§ **What the exercise asks**
Rewrite the stretch of records from the line containing "Would you kindly indicate the man in black puffer" through the line containing "column 1082, row 745", changing "marker" to "pin" and leaving everything else as it is.

Coordinate annotation records:

▼

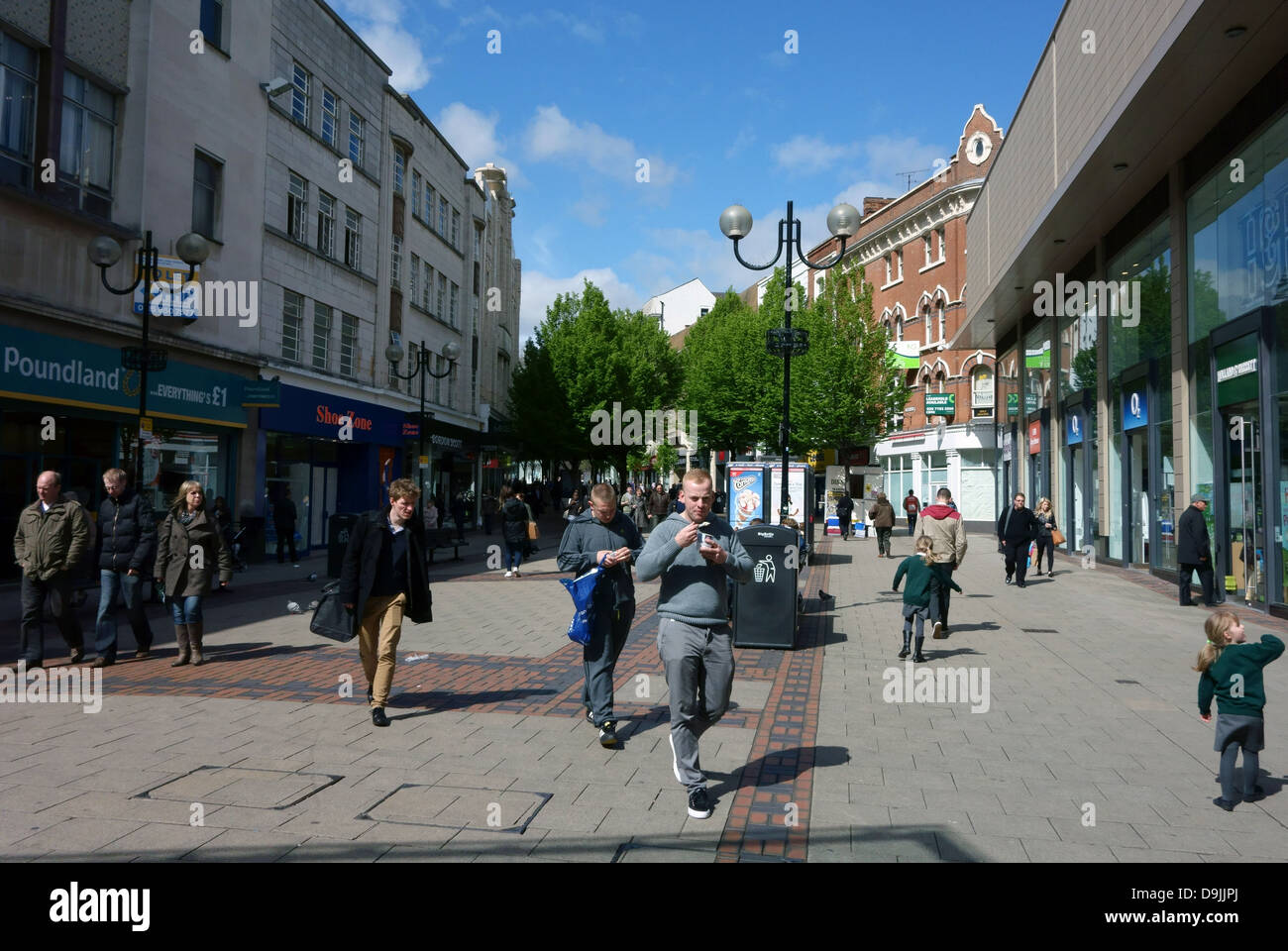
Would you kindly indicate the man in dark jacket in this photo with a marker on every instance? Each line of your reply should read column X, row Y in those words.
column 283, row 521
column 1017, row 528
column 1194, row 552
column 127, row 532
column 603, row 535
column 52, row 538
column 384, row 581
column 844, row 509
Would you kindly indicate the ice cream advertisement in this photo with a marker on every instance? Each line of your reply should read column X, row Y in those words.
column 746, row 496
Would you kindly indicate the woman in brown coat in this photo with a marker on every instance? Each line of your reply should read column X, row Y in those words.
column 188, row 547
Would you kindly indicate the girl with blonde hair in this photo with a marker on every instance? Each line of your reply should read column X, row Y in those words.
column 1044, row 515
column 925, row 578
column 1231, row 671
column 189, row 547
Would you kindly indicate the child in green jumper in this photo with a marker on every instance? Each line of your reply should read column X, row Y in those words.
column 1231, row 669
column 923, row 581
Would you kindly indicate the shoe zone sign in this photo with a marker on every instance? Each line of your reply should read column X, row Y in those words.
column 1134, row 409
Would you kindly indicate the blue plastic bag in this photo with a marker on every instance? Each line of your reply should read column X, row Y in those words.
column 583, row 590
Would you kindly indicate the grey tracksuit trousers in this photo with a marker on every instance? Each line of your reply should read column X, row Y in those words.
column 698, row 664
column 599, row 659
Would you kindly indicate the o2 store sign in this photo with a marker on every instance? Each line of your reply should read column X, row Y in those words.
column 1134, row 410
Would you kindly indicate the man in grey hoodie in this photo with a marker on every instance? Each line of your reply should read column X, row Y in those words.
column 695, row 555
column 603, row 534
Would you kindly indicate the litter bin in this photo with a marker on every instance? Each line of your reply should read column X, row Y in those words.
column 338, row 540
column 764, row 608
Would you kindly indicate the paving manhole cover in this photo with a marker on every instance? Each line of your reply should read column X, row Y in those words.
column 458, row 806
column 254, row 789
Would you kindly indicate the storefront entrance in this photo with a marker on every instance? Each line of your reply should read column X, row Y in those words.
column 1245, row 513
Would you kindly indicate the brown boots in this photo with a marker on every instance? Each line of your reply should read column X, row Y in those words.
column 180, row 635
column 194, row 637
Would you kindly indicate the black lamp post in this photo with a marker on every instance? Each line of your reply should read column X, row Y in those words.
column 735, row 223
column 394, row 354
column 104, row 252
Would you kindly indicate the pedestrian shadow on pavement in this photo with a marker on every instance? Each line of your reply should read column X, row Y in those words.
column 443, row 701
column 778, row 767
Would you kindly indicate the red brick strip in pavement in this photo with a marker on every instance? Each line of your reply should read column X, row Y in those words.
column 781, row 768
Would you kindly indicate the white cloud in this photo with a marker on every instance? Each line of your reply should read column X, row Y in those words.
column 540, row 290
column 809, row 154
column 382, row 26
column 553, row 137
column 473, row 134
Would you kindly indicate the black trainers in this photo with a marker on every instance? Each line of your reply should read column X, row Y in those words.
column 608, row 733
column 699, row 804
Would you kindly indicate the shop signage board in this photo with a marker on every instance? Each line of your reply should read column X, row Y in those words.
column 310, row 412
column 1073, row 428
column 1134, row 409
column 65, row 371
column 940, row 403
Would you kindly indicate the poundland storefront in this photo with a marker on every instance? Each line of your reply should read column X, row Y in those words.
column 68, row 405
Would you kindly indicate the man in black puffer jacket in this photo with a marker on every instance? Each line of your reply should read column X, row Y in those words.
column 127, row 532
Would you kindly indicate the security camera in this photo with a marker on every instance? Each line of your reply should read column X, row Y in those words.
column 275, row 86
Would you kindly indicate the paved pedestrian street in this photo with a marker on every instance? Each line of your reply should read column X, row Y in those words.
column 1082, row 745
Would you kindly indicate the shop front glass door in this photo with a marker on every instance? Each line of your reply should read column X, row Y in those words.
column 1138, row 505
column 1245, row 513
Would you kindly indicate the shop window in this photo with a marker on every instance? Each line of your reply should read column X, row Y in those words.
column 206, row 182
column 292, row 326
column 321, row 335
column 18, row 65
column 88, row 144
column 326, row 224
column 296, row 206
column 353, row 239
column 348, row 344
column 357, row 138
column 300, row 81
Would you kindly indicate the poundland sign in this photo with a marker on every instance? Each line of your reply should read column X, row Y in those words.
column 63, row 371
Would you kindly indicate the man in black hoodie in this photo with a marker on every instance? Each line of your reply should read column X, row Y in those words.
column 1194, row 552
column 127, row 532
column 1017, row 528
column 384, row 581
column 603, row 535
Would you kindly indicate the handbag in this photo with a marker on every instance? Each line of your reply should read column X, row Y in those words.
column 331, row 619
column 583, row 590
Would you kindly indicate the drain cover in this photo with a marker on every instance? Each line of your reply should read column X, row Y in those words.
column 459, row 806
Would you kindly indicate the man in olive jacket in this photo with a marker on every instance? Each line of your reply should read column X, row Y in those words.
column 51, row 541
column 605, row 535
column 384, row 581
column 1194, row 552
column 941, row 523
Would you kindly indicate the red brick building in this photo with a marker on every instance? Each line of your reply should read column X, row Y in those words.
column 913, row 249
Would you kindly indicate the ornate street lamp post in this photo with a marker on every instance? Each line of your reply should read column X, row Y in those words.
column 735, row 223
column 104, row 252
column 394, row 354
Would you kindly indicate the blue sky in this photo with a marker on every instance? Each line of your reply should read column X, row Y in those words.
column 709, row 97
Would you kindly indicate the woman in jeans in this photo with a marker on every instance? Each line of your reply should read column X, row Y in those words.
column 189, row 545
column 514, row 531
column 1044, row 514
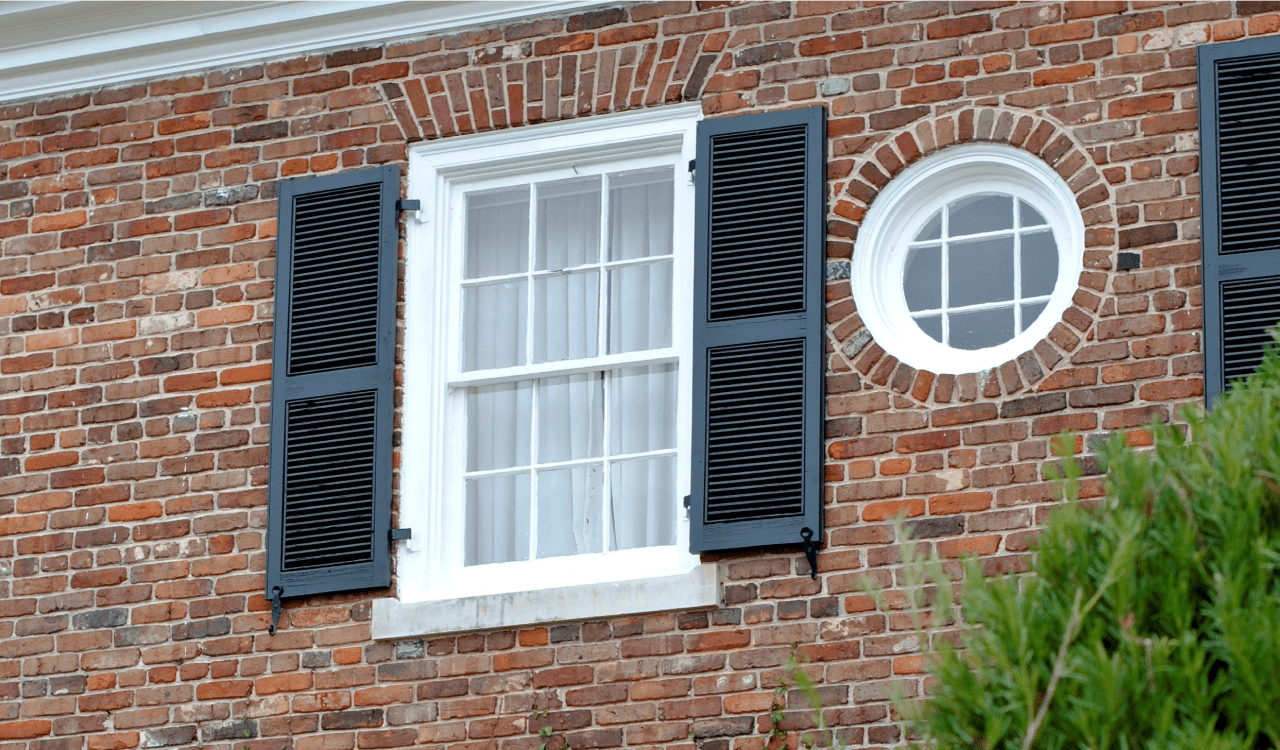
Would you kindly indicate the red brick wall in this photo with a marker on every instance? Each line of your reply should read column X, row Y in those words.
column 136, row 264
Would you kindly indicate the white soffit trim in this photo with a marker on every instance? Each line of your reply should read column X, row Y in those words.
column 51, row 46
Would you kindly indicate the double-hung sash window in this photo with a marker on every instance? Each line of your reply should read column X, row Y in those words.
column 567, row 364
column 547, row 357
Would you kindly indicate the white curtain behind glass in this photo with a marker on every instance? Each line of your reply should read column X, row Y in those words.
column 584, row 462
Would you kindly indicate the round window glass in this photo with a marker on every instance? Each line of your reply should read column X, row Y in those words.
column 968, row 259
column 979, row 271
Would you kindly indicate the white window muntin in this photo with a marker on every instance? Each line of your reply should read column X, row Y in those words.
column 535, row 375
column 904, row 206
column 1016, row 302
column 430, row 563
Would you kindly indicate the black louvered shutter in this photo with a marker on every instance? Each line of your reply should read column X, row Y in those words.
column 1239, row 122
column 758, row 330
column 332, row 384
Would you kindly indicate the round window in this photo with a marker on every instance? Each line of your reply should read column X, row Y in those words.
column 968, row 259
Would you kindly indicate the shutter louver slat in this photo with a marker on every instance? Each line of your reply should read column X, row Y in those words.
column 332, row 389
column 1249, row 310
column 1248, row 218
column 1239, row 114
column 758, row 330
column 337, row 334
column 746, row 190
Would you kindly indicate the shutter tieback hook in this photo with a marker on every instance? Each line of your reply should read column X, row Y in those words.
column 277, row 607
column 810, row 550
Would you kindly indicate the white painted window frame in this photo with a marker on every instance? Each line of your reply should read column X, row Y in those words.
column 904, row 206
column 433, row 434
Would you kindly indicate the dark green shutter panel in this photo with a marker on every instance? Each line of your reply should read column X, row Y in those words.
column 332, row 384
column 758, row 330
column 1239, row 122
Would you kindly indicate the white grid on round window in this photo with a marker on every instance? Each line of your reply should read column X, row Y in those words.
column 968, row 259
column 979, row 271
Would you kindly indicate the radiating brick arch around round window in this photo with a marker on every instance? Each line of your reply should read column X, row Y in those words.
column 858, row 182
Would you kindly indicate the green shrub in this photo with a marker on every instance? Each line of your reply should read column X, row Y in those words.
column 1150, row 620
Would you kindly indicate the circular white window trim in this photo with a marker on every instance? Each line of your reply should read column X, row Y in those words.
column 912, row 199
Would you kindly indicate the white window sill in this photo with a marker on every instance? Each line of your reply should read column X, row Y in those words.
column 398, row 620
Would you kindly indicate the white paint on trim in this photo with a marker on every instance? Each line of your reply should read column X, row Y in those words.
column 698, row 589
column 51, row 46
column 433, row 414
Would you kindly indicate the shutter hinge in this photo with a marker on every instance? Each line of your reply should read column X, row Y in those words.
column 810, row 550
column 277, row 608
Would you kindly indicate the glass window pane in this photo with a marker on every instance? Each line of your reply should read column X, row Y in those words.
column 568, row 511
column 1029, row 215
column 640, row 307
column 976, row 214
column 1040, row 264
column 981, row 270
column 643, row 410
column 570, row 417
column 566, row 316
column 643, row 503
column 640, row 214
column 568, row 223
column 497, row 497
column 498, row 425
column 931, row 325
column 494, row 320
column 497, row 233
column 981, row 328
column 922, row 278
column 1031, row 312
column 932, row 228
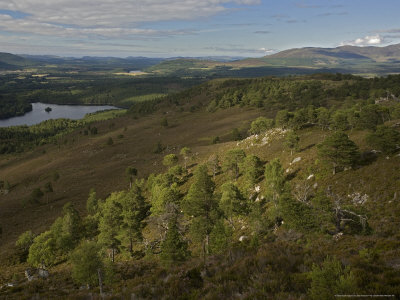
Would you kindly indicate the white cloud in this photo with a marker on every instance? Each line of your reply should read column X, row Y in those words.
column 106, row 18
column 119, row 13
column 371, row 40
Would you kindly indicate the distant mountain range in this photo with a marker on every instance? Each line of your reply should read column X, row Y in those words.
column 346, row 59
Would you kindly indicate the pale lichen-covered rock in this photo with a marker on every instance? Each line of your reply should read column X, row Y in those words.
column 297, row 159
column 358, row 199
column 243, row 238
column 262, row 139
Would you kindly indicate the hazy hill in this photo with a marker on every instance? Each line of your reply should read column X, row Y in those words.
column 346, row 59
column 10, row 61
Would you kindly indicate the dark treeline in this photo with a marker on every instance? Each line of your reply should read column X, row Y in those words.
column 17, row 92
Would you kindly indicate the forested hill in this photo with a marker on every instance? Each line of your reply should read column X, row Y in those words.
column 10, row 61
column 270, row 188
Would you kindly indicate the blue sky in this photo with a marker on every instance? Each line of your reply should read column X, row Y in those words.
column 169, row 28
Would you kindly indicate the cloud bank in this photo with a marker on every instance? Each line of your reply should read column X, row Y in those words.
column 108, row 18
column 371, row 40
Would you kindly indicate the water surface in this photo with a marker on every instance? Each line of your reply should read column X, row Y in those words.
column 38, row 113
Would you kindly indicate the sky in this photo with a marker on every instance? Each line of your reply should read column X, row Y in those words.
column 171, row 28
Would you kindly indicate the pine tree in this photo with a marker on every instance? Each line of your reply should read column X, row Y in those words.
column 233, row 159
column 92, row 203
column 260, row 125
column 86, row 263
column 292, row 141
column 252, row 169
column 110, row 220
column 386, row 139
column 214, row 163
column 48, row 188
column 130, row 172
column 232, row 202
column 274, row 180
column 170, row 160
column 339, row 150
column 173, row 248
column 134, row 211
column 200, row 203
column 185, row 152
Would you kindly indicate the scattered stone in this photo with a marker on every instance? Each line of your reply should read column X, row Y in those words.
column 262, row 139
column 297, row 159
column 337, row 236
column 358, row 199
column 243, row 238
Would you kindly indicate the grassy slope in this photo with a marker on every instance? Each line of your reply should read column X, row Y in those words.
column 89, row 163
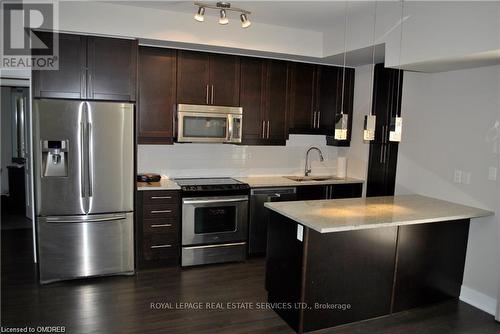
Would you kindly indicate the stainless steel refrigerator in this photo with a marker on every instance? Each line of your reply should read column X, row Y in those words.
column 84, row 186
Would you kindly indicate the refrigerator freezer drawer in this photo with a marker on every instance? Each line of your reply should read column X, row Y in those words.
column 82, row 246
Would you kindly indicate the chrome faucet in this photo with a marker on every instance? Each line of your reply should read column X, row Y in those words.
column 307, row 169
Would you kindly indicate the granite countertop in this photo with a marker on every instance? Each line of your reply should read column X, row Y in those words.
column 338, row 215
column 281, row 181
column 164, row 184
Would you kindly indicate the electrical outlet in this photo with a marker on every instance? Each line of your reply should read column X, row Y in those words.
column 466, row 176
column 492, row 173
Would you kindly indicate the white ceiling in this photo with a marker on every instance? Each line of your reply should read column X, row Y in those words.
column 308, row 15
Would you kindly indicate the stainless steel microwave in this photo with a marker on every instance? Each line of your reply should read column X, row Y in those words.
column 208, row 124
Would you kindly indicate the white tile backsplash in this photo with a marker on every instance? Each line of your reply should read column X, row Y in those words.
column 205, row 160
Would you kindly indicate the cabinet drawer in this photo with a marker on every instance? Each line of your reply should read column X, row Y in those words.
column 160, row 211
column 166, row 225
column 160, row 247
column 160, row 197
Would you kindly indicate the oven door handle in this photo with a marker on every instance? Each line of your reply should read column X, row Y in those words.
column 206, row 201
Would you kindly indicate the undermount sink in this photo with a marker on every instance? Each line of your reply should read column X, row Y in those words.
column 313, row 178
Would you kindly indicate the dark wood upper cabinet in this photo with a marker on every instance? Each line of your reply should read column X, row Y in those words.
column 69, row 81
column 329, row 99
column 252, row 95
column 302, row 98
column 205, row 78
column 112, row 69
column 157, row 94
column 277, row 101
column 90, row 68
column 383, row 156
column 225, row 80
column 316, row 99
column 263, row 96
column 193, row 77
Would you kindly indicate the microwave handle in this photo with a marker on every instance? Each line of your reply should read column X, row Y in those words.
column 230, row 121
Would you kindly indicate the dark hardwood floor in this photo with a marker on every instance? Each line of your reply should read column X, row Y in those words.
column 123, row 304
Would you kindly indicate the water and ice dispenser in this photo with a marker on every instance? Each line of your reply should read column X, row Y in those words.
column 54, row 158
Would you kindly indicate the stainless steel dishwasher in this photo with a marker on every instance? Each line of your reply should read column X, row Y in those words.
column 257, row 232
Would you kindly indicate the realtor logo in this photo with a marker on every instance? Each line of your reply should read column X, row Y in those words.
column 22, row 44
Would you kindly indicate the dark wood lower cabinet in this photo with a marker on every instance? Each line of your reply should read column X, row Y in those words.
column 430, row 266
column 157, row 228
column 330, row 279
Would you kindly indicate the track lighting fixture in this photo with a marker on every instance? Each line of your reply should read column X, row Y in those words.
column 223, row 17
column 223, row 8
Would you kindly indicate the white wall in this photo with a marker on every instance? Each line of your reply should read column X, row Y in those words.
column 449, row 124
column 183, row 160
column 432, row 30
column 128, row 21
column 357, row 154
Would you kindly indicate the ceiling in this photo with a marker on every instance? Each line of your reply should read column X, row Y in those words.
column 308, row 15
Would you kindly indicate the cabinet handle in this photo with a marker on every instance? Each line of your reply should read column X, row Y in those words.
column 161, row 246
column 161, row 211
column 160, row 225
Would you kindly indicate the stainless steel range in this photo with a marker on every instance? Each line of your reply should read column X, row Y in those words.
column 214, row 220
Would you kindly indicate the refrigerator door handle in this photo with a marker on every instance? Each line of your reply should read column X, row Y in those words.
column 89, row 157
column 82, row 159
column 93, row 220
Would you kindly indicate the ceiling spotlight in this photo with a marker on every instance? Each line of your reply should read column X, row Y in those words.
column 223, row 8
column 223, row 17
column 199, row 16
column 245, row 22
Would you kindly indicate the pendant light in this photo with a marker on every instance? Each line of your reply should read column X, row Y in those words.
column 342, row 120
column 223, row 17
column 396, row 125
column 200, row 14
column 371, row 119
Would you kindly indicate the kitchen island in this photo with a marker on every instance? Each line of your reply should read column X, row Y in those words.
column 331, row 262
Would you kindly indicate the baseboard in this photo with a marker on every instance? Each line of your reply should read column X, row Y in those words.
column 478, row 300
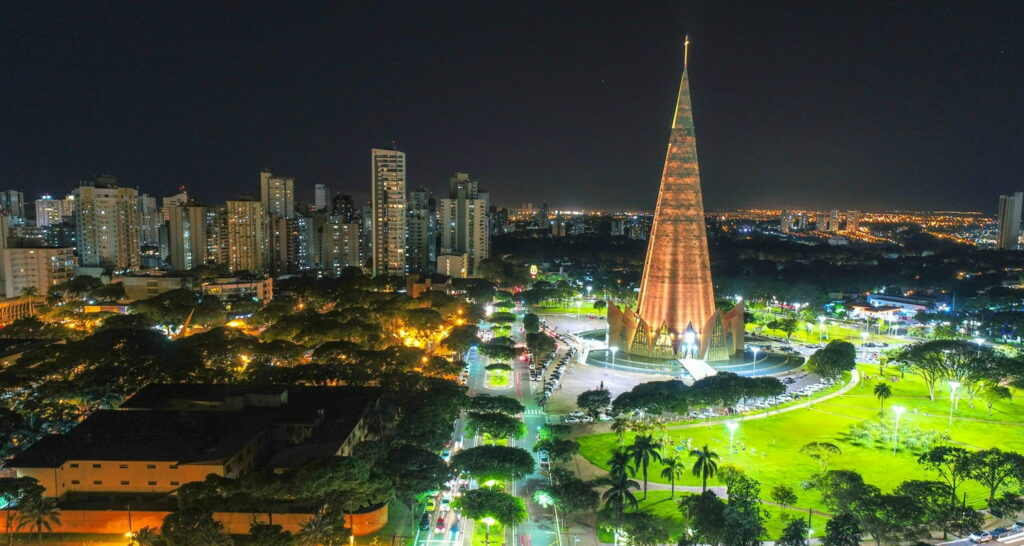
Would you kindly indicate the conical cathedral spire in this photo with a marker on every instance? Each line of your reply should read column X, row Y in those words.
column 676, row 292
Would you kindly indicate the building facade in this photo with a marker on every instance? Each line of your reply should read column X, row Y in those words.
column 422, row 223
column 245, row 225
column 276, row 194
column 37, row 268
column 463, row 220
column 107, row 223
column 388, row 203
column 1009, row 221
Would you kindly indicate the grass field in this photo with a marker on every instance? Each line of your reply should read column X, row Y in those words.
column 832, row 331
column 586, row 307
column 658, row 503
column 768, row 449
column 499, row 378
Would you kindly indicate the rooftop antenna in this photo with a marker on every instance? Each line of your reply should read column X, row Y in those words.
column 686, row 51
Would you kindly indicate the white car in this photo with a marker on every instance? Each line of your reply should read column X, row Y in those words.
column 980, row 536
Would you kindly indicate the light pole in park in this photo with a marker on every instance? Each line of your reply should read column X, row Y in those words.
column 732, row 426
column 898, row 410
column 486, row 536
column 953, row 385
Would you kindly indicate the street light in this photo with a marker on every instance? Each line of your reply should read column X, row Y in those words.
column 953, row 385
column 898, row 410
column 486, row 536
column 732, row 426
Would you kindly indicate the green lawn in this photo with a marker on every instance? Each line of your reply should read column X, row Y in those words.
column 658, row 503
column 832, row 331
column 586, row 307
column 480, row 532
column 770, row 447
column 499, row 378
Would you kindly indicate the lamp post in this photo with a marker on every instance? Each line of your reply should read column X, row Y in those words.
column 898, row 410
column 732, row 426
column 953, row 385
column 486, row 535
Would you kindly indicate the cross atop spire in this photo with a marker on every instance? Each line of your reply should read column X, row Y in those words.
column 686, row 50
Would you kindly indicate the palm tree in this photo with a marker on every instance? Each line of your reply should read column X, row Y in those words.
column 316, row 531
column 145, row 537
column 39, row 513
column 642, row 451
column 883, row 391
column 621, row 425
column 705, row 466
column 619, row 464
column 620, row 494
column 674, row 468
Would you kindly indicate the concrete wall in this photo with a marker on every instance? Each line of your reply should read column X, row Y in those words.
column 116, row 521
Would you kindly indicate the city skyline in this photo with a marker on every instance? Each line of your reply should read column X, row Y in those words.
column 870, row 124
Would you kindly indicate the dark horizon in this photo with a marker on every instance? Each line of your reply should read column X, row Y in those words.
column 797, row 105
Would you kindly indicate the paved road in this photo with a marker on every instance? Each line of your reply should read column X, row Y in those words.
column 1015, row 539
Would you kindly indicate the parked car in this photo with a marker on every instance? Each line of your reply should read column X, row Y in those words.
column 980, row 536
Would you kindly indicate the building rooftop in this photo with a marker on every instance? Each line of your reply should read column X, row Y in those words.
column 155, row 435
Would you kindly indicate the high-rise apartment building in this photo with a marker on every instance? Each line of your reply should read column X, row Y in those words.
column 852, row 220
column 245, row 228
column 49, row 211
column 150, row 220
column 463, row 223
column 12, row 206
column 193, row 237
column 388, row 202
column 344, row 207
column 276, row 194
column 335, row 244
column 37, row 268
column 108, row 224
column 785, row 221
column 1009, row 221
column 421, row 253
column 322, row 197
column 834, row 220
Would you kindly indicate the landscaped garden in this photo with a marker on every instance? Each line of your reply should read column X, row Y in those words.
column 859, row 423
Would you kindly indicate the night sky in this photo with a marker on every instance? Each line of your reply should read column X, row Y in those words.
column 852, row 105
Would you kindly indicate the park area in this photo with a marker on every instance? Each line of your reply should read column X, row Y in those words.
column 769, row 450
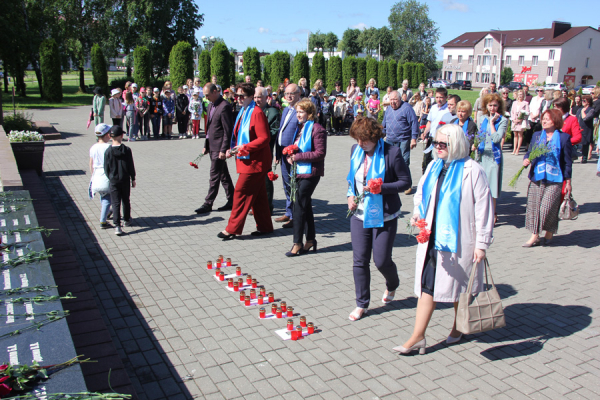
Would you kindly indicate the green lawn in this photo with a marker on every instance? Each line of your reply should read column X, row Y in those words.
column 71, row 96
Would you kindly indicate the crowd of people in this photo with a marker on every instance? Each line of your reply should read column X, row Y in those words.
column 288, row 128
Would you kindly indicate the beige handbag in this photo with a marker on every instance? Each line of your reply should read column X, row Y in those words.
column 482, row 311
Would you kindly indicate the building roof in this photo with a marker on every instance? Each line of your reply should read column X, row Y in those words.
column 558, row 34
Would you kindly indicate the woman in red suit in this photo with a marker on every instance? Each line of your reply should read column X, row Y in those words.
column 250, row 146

▲

§ **Solution for this problem**
Would you kindly indicate the man in black puffer jacket in this photo with a pin on every instance? Each line of your reply should read column X, row Y in those words.
column 127, row 532
Would you kindly indicate the security camera in this photo with a pin on every instance? Each line of your reply should read column X, row Y in those words.
column 275, row 86
Would you kindly indicate the paved pedestrian street in this photo with a pin on every instance? Each line of your reply should read column X, row Y in those words.
column 1082, row 745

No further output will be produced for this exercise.